STATED TASK A =
In the excerpt on the Kiwanis career program, for when is the broad expansion being planned?

EXCERPT PROVIDED =
-- Start --
What did we learn? Number One would have to be that children loved this experience! They were initially dumbfounded by the question, "What do you like to do?"—and soon realized that many of the things they do are done to please or meet the expectations of someone else. They had difficulty thinking of what makes them happy, independent of the plans and expectations of parents, teachers, and other significant adults.

Second, we reinforced our conviction that young people are generally clueless about careers available, other than those they've seen in their families or in the media. Even if they have some idea of what they'd like to do vocationally, they have none about the variety of arenas in which a specific skill can be applied. Further, they were universally relieved to learn of the now-standard "serial careers" that imply they do not have to decide right now what they want to do for the rest of their lives. They were delighted to learn about both gradual transitions to new skills and abrupt career changes that adults routinely and successfully negotiate.

We were exceptionally pleased to see the serious role staked out by the Kiwanis volunteers, who had to go beyond their circle of friends, family, and coworkers to acquaintances of this inner tier in order to find people in the right fields to match with their children. It was such a learning and growing experience for the volunteers, too. Some were initially a bit apprehensive about working with the children and were sometimes hesitant to make "cold calls" to strangers to help arrange shadowing experiences. But they pushed through this anxiety to do wonderful things with those they mentored. Why did they do it? Not just because they are altruists, we're convinced. Beyond the enjoyment of helping children in a direct and personal way, they seem to have a common concern for righting a wrong or filling a hole in the education of children for life. Perhaps they hope to have such programs in place for their own children or grandchildren, and several expressed a concern for making a positive and personal mark on the world. The point is that they could overcome discomfort and worries about the ability to pull this off because they were passionate about the need for it: they share a visceral conviction that children really need this, they aren't getting it, and that they, personally, could change that.

Plans for Next Year

The Kiwanians do not just want to continue this program, they want to expand it to every middle and high school in Ann Arbor Public Schools, simultaneously reviving their Builders Clubs and Key Clubs at those schools. In addition to doing community service, members would receive services, as well. The plan is to bring in Circle K (the college version of Kiwanis) members from UM to help in this expansion. Contacts have been made and funding requested for Circle K coordinators at each site. We will probably begin more modestly this year, while planning for this broad a program in the fall of 2000. We are all excited at the prospect of bringing disparate elements of the community together in this way.
-- End --
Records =
-- Start --
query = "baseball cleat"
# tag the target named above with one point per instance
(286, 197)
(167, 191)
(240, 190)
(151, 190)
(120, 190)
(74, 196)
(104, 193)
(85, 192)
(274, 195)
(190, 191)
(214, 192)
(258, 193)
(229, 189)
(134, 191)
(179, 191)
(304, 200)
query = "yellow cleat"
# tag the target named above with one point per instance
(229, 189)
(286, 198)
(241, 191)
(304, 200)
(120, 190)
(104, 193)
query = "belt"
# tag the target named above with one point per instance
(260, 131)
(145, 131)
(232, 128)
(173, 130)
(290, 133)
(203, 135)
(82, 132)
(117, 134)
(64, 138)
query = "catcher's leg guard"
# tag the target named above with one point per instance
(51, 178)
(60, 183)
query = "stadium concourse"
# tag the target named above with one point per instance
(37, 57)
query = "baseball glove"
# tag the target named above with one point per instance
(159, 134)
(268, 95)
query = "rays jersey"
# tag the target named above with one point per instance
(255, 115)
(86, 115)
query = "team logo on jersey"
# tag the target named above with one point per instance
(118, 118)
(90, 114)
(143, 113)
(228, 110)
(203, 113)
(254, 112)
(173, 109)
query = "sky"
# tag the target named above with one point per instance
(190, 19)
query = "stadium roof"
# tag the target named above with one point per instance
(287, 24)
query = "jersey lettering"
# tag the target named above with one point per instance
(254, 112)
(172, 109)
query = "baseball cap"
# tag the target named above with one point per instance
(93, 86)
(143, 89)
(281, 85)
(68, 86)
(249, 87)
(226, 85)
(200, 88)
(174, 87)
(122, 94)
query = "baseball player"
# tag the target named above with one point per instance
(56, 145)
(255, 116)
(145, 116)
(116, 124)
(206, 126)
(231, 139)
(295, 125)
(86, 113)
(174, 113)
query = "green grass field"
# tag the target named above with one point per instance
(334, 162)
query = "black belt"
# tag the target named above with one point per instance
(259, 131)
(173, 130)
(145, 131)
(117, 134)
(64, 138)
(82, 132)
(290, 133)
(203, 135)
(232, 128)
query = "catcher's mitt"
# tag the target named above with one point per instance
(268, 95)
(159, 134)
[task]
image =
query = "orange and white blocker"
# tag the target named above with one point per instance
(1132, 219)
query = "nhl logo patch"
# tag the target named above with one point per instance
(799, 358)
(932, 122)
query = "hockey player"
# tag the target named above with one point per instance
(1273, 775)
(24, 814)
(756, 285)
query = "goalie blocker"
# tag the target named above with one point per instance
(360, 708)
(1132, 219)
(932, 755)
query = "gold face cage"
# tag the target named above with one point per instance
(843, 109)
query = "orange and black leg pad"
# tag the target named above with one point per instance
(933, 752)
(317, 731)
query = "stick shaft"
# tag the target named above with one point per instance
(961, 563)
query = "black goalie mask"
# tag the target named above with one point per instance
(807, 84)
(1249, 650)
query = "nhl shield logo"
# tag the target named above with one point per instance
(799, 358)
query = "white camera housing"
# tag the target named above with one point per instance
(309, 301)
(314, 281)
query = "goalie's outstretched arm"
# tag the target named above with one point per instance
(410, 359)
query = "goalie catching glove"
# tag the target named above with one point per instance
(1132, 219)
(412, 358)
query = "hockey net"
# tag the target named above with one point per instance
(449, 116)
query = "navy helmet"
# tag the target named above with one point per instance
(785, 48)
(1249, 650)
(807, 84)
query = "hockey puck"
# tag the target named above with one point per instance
-- End --
STATED TASK B =
Locate every line of the records that contains the string "black", matching case exactly, and copy each one.

CORRECT ANSWER A =
The fall of 2000.

CORRECT ANSWER B =
query = "black belt"
query = "orange and black leg pad"
query = "black goalie mask"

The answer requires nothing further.